(EXCERPTED PASSAGE)

Machine learning algorithms learn to recognize subtle differences in the ways cells respond to different drugs. Top image: Treatment with a drug caused holes to form inside the cells. Bottom image: Treatment with a different drug caused multiple nuclei to form.
Images courtesy Mark Bray/Novartis.
The computerized network predicted correctly how the chemicals would affect the cells, even at different doses. “That shows it’s possible for the system to go from a digital picture to a biological understanding of what the drugs are doing in a single step,” says William Godinez, a lab head at NIBR’s Infectious Diseases Department in Emeryville, California, who led the research. “The predictions were nearly 100% accurate.” The Novartis researchers published their approach and results in the journal Bioinformatics last year.
The predictions were nearly 100% accurate.
More recently, Godinez and others at Novartis have made important strides with unsupervised systems that don’t require any initial instructions. Unsupervised algorithms sort through and classify pictures of treated cells automatically.
They also reveal biological changes – some with clinical potential – that scientists might not previously have thought to look for. “Since we’ve historically looked for specific types of effects, we’ve been held back by the limits of our prior knowledge,” explains Xian Zhang, an investigator in Jenkins’ group at NIBR who was also Godinez’ postdoc advisor.
Unsupervised machine learning systems remove those limits because they aren’t bound by prior assumptions about how different compounds affect cells. They simply sort the images and group them by shared visual patterns. “The algorithms don’t know what they’re looking at, but that doesn’t matter,” Zhang says. “They find the differences between cells that allow us to form new hypotheses to test.”
Opportunities for machine learning extend from early-stage drug discovery through testing in patients during clinical trials, Jenkins says.
One time-consuming part of drug discovery is testing compounds against samples of diseased cells – a process that often requires painstaking analyses of each sample to find compounds that are biologically active and worth further investigation. To speed this screening process, the team is using images from these time-intensive experiments to train machine learning algorithms to rapidly predict which untested compounds might be worth more study. They are starting with a collection of 3000 compounds but aim to eventually expand the use of machine learning to screen all the approximately 1.5 million compounds in the Novartis archive. “We need to do smarter screening, not just larger screening,” says Jenkins.
Unsupervised machine learning systems remove those limits because they aren’t bound by prior assumptions about how different compounds affect cells.
Machine learning algorithms could also be used to sort through various types of medical images during clinical trials and match features of this data to patient responses to the therapy. The algorithms might then have the potential to predict how future patients will respond to the experimental treatment, giving the researchers information that could help them focus testing of the compound on patients who will benefit most.
Pharmaceutical research is complex, and end-to-end drug discovery via computer simulation won’t occur overnight, nor will a single company accomplish it. “We still have a lot to learn about how machine learning can be applied under different scenarios and in different contexts,” cautions Zhang.
Still, says Jenkins, “Machine learning is poised to accelerate a number of critical steps, and we think it could speed up discovery and development for many of our projects.”

(End EXCERPTED PASSAGE)

Update the machine learning passage from "Images courtesy Mark" to "treated cells automatically.", inclusive, replacing "computerized network" with "computer system".

(STUDY MATERIAL)

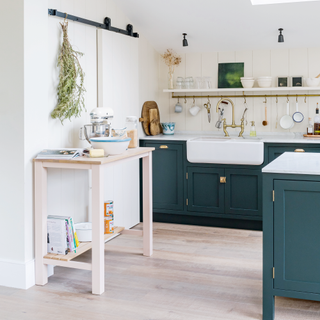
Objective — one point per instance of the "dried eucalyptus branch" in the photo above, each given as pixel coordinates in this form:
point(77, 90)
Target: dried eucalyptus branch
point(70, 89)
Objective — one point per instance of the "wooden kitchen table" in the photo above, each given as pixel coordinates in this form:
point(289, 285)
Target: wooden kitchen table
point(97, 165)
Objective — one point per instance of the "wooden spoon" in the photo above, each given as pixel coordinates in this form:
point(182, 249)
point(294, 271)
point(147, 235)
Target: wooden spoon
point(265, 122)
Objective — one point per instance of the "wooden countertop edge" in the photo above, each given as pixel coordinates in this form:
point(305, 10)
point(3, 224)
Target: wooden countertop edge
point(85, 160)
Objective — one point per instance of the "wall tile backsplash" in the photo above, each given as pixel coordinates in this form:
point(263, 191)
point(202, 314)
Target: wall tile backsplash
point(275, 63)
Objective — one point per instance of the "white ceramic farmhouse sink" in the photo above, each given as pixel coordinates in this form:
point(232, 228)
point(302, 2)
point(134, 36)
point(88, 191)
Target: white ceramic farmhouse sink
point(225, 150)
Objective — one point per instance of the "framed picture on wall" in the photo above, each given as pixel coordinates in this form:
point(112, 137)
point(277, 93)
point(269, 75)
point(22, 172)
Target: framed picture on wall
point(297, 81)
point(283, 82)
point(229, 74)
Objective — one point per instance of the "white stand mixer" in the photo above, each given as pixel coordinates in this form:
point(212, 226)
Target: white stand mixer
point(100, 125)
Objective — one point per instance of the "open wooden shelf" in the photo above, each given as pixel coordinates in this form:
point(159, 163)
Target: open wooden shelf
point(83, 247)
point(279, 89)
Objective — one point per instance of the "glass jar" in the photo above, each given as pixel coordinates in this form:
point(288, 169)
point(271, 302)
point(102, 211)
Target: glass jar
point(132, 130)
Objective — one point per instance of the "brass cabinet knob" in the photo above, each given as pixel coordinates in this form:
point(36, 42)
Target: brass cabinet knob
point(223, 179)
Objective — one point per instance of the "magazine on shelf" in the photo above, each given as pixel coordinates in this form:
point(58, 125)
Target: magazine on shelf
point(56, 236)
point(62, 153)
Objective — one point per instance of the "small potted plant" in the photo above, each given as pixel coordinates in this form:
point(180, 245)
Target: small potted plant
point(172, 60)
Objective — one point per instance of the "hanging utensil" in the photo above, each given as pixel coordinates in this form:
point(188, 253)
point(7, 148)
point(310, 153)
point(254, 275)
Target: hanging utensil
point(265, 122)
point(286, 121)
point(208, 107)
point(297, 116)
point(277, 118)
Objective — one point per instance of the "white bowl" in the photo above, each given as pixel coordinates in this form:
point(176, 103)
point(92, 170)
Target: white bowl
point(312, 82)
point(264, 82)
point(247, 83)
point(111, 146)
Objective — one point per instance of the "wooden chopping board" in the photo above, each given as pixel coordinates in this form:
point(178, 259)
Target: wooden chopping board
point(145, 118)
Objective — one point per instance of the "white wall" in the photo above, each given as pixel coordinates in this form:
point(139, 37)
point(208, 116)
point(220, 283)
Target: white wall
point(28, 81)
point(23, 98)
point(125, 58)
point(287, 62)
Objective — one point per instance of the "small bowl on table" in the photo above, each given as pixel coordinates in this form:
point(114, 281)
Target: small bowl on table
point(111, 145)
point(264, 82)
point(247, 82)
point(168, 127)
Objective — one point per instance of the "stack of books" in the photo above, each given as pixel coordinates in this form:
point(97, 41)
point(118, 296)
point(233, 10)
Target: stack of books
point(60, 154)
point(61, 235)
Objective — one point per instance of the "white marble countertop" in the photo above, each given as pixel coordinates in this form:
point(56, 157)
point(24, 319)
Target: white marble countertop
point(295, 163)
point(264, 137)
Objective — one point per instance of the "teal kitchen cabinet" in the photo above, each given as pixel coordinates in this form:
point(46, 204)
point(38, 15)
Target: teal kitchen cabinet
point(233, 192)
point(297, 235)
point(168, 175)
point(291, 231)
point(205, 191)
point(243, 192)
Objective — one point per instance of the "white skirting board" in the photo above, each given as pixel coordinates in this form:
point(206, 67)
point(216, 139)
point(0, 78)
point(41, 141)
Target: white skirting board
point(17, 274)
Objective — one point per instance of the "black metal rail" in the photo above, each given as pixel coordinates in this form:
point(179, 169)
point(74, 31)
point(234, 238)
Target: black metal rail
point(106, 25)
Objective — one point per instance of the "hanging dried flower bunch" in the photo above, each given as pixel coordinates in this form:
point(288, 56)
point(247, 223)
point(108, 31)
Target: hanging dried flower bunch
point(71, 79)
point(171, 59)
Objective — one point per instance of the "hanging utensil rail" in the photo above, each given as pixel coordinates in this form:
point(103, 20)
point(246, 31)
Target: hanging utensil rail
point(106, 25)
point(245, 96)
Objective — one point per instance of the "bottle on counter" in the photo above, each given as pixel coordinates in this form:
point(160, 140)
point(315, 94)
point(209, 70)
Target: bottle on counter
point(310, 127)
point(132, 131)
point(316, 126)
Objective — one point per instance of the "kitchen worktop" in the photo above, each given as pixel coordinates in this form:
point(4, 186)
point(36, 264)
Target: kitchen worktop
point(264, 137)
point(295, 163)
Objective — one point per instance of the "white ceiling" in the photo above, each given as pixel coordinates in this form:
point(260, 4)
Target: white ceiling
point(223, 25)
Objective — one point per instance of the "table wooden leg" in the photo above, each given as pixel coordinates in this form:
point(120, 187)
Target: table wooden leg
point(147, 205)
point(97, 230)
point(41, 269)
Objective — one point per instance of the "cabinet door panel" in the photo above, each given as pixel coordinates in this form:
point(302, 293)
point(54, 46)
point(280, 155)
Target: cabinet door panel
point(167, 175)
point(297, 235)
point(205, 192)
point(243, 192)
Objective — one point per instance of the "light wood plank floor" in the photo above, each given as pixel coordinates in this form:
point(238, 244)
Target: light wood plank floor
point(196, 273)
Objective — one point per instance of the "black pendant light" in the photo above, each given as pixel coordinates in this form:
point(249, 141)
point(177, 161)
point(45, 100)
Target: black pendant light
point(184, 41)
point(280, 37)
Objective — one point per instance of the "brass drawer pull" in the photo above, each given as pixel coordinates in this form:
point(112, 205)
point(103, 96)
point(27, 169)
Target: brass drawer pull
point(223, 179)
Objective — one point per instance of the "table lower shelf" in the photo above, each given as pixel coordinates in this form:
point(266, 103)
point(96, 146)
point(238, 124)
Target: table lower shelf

(End STUDY MATERIAL)

SOLUTION FOR THIS TASK:
Images courtesy Mark Bray/Novartis.
The computer system predicted correctly how the chemicals would affect the cells, even at different doses. “That shows it’s possible for the system to go from a digital picture to a biological understanding of what the drugs are doing in a single step,” says William Godinez, a lab head at NIBR’s Infectious Diseases Department in Emeryville, California, who led the research. “The predictions were nearly 100% accurate.” The Novartis researchers published their approach and results in the journal Bioinformatics last year.
The predictions were nearly 100% accurate.
More recently, Godinez and others at Novartis have made important strides with unsupervised systems that don’t require any initial instructions. Unsupervised algorithms sort through and classify pictures of treated cells automatically.